• **Given problem**:
Reproduce everything in the listing from the line containing "Task: Where can the fire truck ladder" down to the line containing "x=324, y=424", substituting "pants" for "trousers" and leaving all else unchanged.

• **Given data**:
——
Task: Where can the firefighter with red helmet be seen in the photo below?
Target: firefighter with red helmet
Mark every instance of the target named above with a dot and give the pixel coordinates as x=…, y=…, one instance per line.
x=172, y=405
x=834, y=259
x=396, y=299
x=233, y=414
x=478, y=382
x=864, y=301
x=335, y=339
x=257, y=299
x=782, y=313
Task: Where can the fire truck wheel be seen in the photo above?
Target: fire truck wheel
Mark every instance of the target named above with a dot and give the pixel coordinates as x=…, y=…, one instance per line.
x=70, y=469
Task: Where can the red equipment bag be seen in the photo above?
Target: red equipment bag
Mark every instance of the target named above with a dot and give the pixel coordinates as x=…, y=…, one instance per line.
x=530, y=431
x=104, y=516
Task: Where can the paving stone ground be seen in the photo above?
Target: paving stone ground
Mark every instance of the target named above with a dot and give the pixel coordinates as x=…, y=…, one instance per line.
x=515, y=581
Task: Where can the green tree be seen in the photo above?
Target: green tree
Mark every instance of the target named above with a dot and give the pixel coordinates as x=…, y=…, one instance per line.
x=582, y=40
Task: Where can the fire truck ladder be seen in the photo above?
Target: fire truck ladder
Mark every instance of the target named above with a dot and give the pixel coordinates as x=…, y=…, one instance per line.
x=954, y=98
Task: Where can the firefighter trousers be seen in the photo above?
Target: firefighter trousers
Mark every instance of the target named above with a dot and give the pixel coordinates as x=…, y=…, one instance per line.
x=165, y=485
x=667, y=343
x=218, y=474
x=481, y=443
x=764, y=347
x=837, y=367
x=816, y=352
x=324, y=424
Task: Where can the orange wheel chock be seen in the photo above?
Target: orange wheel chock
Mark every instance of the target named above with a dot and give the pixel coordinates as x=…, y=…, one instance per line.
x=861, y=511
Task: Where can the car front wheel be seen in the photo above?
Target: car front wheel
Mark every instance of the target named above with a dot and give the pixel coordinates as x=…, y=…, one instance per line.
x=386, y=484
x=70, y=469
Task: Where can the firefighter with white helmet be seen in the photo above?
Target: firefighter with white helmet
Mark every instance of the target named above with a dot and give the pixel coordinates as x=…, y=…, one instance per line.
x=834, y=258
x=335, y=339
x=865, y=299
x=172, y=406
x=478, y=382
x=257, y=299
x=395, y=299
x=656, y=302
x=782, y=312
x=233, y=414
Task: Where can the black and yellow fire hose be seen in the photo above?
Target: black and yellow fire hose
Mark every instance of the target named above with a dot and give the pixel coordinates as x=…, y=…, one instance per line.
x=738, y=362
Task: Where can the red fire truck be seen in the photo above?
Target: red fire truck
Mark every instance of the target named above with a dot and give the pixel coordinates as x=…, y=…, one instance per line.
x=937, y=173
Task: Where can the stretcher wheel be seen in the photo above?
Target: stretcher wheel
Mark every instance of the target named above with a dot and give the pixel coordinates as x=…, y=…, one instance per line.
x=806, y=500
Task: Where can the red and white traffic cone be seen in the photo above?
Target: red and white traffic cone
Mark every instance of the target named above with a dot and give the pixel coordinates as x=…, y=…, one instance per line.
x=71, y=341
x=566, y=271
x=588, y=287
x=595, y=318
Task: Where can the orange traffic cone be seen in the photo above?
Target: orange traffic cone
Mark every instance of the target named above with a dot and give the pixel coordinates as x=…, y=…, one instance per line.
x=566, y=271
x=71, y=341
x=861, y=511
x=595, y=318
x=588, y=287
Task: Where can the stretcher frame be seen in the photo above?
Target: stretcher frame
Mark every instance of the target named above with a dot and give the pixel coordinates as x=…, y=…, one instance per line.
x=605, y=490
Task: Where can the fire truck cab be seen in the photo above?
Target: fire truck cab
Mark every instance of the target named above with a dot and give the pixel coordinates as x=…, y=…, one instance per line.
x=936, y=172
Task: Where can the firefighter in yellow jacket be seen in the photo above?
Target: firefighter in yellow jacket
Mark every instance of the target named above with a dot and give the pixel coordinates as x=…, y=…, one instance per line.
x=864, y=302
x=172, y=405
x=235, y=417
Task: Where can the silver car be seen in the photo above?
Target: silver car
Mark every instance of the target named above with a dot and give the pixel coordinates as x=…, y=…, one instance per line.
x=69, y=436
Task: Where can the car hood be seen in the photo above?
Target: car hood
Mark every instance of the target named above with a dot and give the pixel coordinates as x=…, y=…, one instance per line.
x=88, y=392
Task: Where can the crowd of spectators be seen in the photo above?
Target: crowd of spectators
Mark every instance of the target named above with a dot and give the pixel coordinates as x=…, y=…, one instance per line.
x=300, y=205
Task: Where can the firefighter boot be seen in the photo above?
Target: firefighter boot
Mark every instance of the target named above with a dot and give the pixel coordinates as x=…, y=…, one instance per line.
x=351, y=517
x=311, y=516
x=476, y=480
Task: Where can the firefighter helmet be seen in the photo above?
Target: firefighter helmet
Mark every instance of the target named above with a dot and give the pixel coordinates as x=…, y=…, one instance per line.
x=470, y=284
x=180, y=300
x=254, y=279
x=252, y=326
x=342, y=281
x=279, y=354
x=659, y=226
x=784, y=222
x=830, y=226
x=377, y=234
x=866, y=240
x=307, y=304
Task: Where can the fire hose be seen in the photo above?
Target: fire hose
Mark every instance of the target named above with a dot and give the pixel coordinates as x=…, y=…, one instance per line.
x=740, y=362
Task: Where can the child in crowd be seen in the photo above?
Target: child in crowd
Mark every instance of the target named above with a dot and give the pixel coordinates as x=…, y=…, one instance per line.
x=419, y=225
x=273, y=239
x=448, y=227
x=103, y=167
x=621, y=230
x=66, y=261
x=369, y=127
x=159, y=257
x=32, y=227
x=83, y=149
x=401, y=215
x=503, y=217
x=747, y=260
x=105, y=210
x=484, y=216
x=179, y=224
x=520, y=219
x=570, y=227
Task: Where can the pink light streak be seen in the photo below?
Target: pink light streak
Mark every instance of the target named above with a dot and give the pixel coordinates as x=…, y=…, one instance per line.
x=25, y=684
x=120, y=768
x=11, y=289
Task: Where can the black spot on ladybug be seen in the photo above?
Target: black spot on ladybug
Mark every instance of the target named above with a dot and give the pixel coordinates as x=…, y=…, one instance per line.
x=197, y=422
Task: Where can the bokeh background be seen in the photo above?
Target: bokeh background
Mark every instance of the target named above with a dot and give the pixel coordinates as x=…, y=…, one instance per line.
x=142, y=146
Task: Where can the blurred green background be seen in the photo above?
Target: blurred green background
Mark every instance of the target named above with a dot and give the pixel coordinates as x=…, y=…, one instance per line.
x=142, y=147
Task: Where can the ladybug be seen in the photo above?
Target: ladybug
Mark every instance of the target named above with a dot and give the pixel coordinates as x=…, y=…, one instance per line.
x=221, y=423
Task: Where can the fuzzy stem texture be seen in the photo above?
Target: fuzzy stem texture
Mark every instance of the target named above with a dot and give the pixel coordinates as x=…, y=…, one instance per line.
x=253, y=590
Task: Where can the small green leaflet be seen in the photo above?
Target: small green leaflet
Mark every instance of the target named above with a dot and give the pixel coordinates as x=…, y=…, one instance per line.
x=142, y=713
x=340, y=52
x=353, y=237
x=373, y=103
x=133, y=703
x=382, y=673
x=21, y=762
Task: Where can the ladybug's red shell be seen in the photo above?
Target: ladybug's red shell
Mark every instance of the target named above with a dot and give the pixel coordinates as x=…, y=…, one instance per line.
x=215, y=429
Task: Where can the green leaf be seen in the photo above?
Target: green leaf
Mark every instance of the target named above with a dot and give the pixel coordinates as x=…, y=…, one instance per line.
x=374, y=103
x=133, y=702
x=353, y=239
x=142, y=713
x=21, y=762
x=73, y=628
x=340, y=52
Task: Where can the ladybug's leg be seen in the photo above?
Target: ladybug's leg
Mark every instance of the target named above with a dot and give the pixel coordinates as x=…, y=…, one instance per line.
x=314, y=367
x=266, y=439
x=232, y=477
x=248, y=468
——
• **The completed task**:
Task: Where can the fire truck ladder be seen in the photo above?
Target: fire truck ladder
Mark every instance of the target named above with a dot and give the pixel coordinates as x=…, y=…, one instance per line.
x=954, y=98
Task: Where can the firefighter pants be seen in the photo above?
Target: firefighter pants
Mark every instance of the target named above with a dot and give the pixel coordinates as x=…, y=…, one instance per line.
x=165, y=485
x=667, y=343
x=218, y=474
x=481, y=443
x=764, y=347
x=837, y=367
x=816, y=352
x=324, y=424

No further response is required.